● SÉRIE D'EXERCICES:
**1)** Recopiez mot pour mot le passage de l'extrait sur Och qui commence par "Les autorités locales" et se poursuit jusqu'à "de ce projet.".
**2)** Répondez à ces questions d'après l'extrait sur Och :
(a) Combien de temps après les affrontements de juin la situation décrite se situe-t-elle ?
(b) Par qui Melis Myrzakmatov a-t-il été nommé ?
(c) Le maire a empêché le déploiement de policiers de quelle organisation ?
**3)** Prolongez le texte sur la situation à Och au-delà de sa dernière phrase.

● EXTRAIT CHOISI:

+===+

Quatre mois après les sanglants affrontements de juin entre Kirghizes et Ouzbeks, la situation reste tendue à Och. Le couvre feu a été levé, mais les militaires et les policiers patrouillent toujours en ville. Ils redoutent une nouvelle flambée de violence. Car la colère ne s’est pas apaisée. Les Kirghizes tiennent les Ouzbeks responsables de la guerre : ils les accusent d’avoir voulu démanteler le pays en instaurant dans le sud une région autonome ouzbek. Du coup, ceux ci ne sortent plus de leur quartier et ne font plus confiance aux forces de l’ordre.

Tous les jours, des Ouzbeks sont victimes de violences policières. Tabassages, arrestations arbitraires et parfois meurtre. A Och, ils sont tout simplement devenus des citoyens de seconde classe.

Les autorités locales ne font rien pour leur venir en aide. Le maire de Och rejette en bloc les accusations portées par les ONG contre les exactions de ses policiers contre la communauté ouzbèke. Nommé par l’ancien président déchu Bakiev, Melis Myrzakmatov s’est fait le porte-parole d’un nationalisme kirghize dure. Fort du soutien des habitants du sud du pays, il a empêché le déploiement dans la région de policiers de l’OSCE, organisation jugée trop partiale à l’égard des ouzbeks. C’est un revers pour la présidente Otounbaieva pourtant à l’initiative de ce projet.

+===+

● DONNÉES FOURNIES:
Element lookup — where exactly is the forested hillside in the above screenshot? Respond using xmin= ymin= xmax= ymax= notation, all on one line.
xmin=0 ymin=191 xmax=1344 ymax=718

+===+

● RÉPONSES DANS L'ORDRE:
**1)**
Les autorités locales ne font rien pour leur venir en aide. Le maire de Och rejette en bloc les accusations portées par les ONG contre les exactions de ses policiers contre la communauté ouzbèke. Nommé par l’ancien président déchu Bakiev, Melis Myrzakmatov s’est fait le porte-parole d’un nationalisme kirghize dure. Fort du soutien des habitants du sud du pays, il a empêché le déploiement dans la région de policiers de l’OSCE, organisation jugée trop partiale à l’égard des ouzbeks. C’est un revers pour la présidente Otounbaieva pourtant à l’initiative de ce projet.

**2)**
(a) Quatre mois après.
(b) Par l'ancien président déchu Bakiev.
(c) L'OSCE.

**3)**
Aujourd’hui, le gouvernement de Bichkek n’a pas les moyens de faire front face au puissant maire de Och. Et c’est d’ailleurs tout le sud du pays qui échappe à son autorité. Les habitants kirghizes des régions de Och et de Jalalabad continuent de soutenir l’ancien président Bakiev, exilé en Biélorussie et sont contre la nouvelle Constitution votée le 27 juin dernier. Celle-ci autorise la mise en place d’un régime parlementaire pour le Kirghizstan. Une première en Asie Centrale, plutôt habituée à des régimes présidentiels forts, voire autocratiques.

À Och, les Ouzbeks attendent beaucoup de ce changement de régime et misent tous leurs espoirs dans un futur gouvernement qui saura rétablir l’ordre dans le sud du pays.